** EXCERPT follows **
ImpactInsider from UNICEF connect By Benjamin Perks20 March 2015
Even the most hard-nosed economist will now concede investment in good early childhood has the biggest return on public investment.
But what about a reverse argument that failure to invest in prevention of bad early childhood experience is the most costly oversight a government can make?
This is the subject of my recent TedX talk in Podgorica, Montenegro, on the global prevalence of Adverse Childhood Experiences (ACEs) like neglect, abuse and dysfunctional parenting, and how they drive poor public health, low productivity and other costs amongst adult populations.
Despite massive advances in addressing childhood adversity in many high-income countries – globally the issue remains largely taboo, difficult to discuss and emotive. But the field of childhood adversity has been revolutionized through the study of ACEs – here is how it began…
A couple of decades ago in San Diego, public health practitioners baffled by constant patient drop out from obesity programmes decided to probe whether there were any shared underlying factors among those affected. They were astonished to find out that those who dropped out almost all had one thing in common: sexual abuse in childhood.
This begged the question – were there other areas of poor health in adulthood or social outcomes where the people affected had largely been victims of childhood adversity?
What followed in the mid-90s was a longitudinal Adverse Childhood Experiences Study, of more than 17,000-mostly middle-aged and middle-class West-coasters in the US, through a collaboration of Kaiser Permanente clinics and the Centre for Disease Control in Atlanta.
Firstly, the findings revealed the shocking and heart-breaking prevalence of 10 classified types of Adverse Childhood Experiences which were broken down into three areas:
1) Abuse: Sexual, physical, emotional;
2) Neglect: Failure to meet basic physical needs, leaving a child uncared for, or unloved;
3) Household dysfunction: Witnessing, addiction, crime, parent-to-parent violence, mental illness etc.
Respondents were given an “Ace Score” of 1 to 10. Two-thirds of respondents had experienced at least one ACE and 12% of respondents had an Ace Score of 4 or more.
20% had been victims of child sex abuse – a number almost identical to the much later Council of Europe estimate that 1 in 5 European children suffer from sexual violence.
The statistics on all forms of violence also broadly correlate with prevalence levels that can be seen from the global UNICEF report on violence against children: Hidden in Plain Sight.
If researchers were knocked sideways by the shockingly high levels of prevalence, including in middle- and high-income households, they were also astounded to find an almost “dose-response” correlation with high adversity and poor life outcomes, in health, education, addiction and crime throughout the lifecycle.
** End of EXCERPT **
** RECORDED INFORMATION follows **
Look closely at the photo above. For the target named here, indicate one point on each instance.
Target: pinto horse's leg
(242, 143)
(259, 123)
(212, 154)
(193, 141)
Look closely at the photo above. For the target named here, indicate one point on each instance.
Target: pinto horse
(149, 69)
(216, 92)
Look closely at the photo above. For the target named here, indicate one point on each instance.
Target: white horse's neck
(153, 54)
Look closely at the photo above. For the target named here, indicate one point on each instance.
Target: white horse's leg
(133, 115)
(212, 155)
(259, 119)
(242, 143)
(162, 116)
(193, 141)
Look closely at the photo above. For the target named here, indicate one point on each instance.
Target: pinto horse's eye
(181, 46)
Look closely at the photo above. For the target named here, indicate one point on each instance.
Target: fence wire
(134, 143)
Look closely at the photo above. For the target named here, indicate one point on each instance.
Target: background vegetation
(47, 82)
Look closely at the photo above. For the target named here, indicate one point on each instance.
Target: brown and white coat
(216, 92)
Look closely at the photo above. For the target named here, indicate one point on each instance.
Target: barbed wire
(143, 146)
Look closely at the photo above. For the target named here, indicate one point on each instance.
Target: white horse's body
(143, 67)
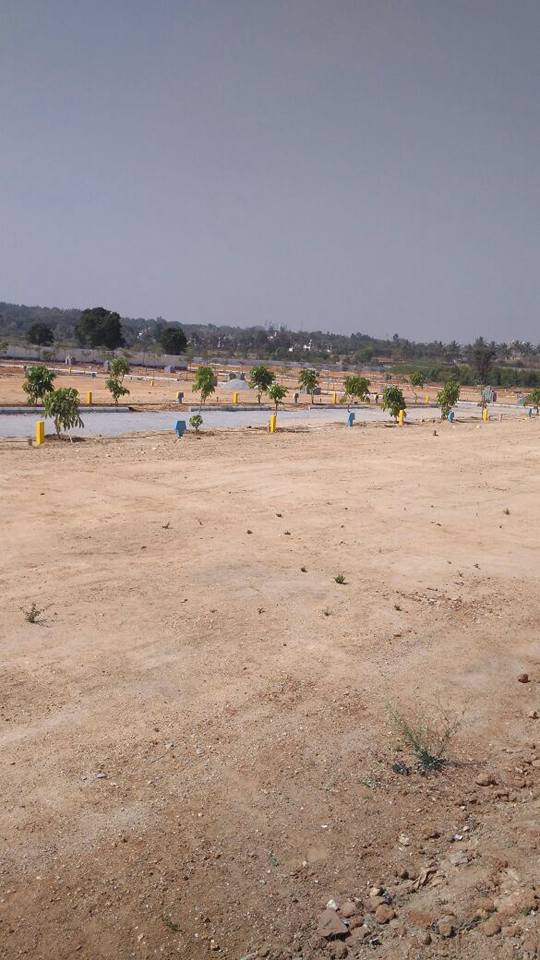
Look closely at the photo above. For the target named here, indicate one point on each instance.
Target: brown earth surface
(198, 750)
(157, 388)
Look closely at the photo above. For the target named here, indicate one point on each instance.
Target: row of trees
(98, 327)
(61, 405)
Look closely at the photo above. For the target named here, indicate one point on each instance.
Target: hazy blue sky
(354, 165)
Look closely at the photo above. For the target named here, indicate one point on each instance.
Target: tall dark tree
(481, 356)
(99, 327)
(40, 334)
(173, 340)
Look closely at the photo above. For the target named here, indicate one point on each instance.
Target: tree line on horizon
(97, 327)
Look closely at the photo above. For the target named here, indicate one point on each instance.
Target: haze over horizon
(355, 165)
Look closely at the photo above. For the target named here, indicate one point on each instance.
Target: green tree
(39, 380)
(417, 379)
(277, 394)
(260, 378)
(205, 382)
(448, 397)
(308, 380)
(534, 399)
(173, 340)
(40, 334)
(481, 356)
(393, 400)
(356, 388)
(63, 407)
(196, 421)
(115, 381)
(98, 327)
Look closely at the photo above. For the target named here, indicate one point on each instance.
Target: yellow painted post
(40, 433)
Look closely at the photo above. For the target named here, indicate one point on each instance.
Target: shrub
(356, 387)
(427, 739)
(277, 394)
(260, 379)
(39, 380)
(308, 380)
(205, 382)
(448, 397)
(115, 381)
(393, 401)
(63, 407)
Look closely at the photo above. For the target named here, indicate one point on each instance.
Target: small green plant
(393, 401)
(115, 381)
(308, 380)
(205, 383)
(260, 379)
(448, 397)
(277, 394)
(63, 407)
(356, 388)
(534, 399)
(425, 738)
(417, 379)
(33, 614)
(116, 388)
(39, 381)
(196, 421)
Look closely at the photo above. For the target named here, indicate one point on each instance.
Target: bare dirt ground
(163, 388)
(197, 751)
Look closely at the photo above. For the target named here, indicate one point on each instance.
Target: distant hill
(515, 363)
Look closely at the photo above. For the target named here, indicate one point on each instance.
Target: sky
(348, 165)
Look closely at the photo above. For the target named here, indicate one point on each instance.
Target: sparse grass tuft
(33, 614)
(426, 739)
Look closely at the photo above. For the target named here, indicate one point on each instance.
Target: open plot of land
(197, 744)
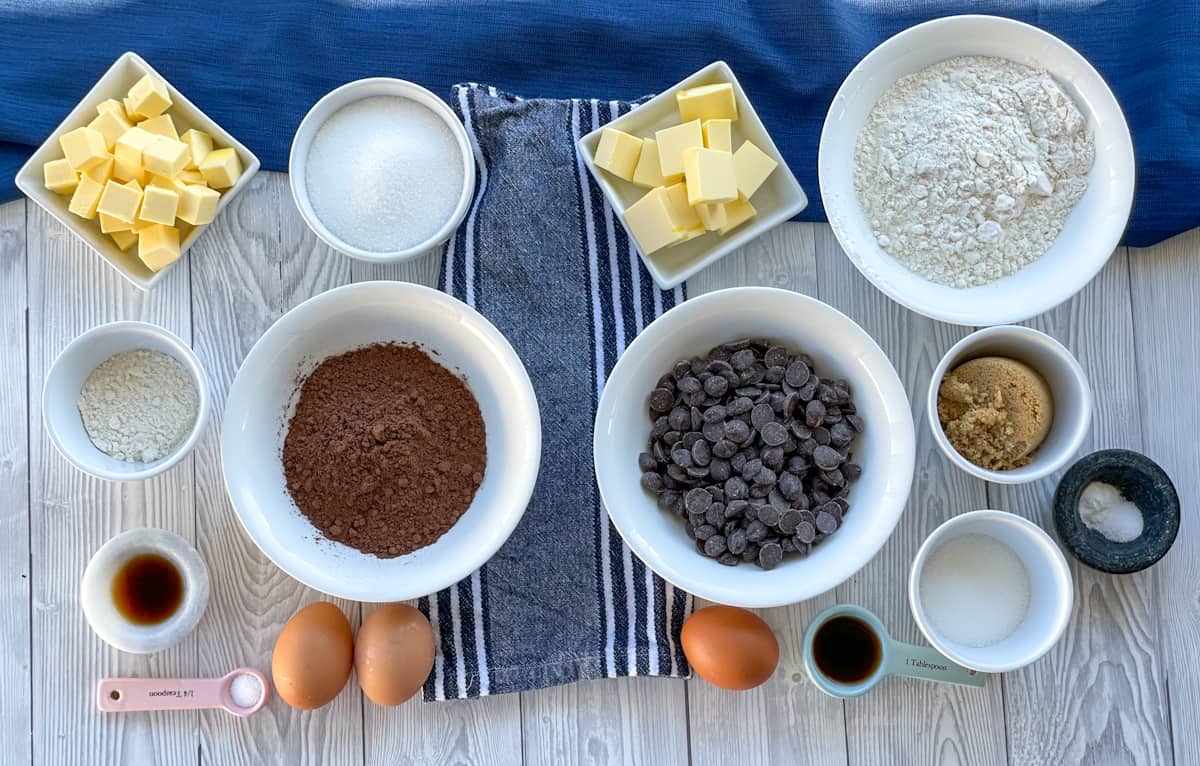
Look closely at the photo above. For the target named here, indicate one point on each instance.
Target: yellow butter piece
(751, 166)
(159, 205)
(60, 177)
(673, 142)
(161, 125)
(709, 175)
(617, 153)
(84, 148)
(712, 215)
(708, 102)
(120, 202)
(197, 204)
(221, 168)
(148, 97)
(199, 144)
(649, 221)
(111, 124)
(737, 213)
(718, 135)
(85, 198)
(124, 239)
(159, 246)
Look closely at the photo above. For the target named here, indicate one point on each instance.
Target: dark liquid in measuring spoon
** End of RECORDED INFORMATION **
TASK OBJECTIVE:
Decide whether each statement below agrees with the article on Adverse Childhood Experiences, answering yes or no and quoting the words of the article that settle it.
1. The San Diego patients who dropped out of obesity programmes almost all shared a history of sexual abuse in childhood.
2. The Adverse Childhood Experiences Study covered fewer than 10,000 people.
3. Half of the respondents had experienced at least one ACE.

TASK OUTPUT:
1. Yes: "those who dropped out almost all had one thing in common: sexual abuse in childhood."
2. No: "of more than 17,000-mostly middle-aged and middle-class West-coasters in the US"
3. No: "Two-thirds of respondents had experienced at least one ACE"